**Task details:**
Lay out the lines below as a CSV with two columns headed "task" and "coordinates". Give one row for each thing to be marked, with its wording and its answer each in a single quoted field, line breaks turned into spaces, and the pictures left out.

>> Begin Input

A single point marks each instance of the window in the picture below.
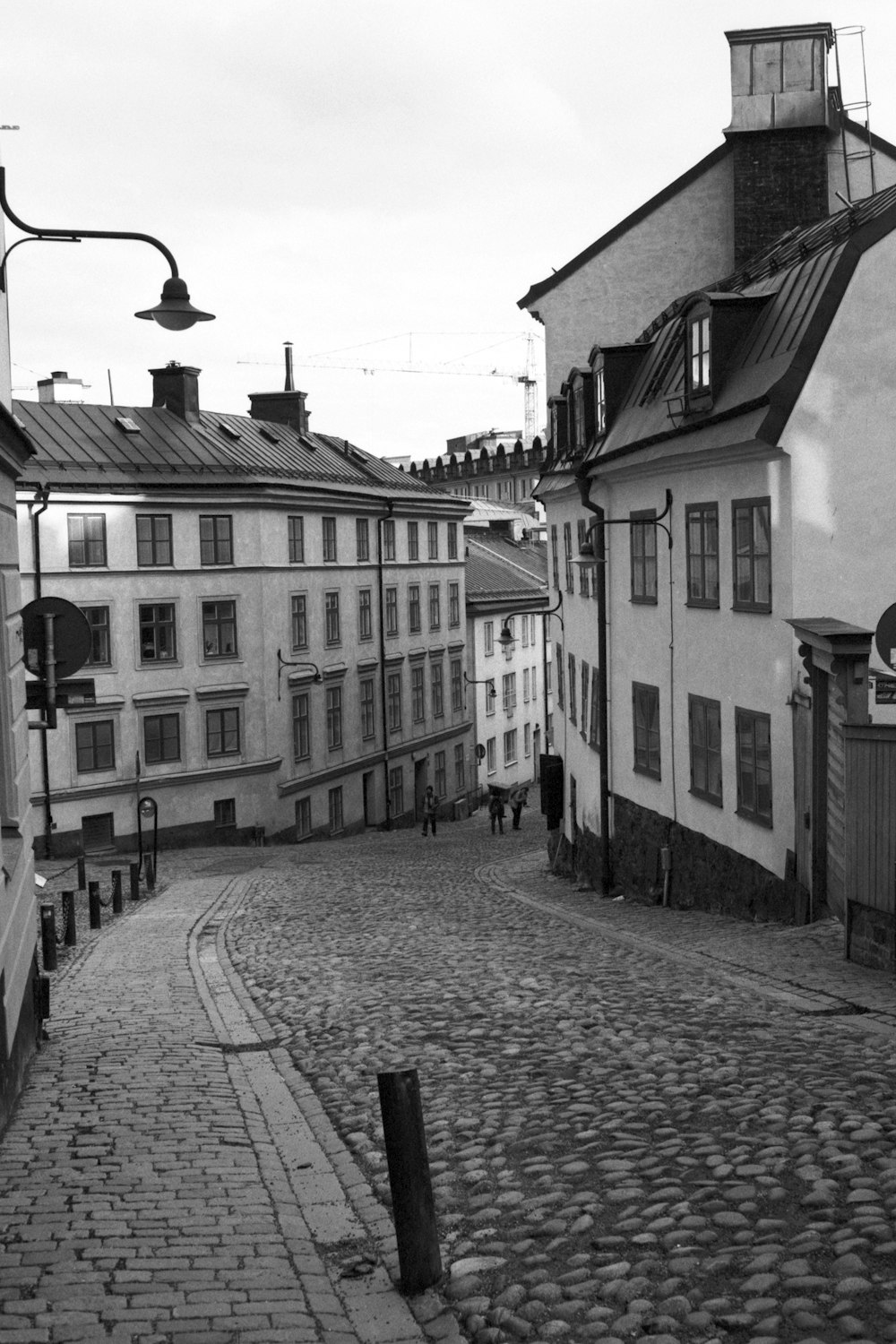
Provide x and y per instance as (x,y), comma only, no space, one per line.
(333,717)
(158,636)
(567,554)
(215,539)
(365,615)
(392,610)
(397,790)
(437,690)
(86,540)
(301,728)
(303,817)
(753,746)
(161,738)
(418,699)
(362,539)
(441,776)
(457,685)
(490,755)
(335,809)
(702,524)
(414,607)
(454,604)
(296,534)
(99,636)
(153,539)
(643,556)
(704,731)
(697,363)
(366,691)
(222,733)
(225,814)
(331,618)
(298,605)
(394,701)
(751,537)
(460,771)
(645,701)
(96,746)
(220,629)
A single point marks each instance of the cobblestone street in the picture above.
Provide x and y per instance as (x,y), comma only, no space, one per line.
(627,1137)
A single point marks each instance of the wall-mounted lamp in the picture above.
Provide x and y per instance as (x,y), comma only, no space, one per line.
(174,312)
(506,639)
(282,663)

>> End Input

**Final result:**
task,coordinates
"A single point marks each instance of the window in the picture below. Provide x and y per instance as (x,y), comma only, no space, one per line.","(333,717) (158,636) (567,554) (215,539) (365,615) (392,610) (397,790) (437,690) (86,540) (301,728) (303,817) (753,746) (161,738) (418,699) (362,539) (441,776) (457,685) (490,755) (335,809) (702,524) (414,607) (454,604) (296,534) (99,636) (153,539) (643,556) (704,731) (697,363) (366,691) (222,733) (225,814) (331,618) (298,605) (394,701) (751,537) (460,771) (645,701) (96,746) (220,629)"
"A single point marks each instance of the cobblestone street in the picture above. Provide x and y per instance as (x,y), comma only, no space, one per line.","(627,1137)"
"A single point marks each instance of the wall-mounted lamp in the picture above. Provide x and y per instance as (x,y), comma only, no space, one per line.","(174,312) (506,639) (282,663)"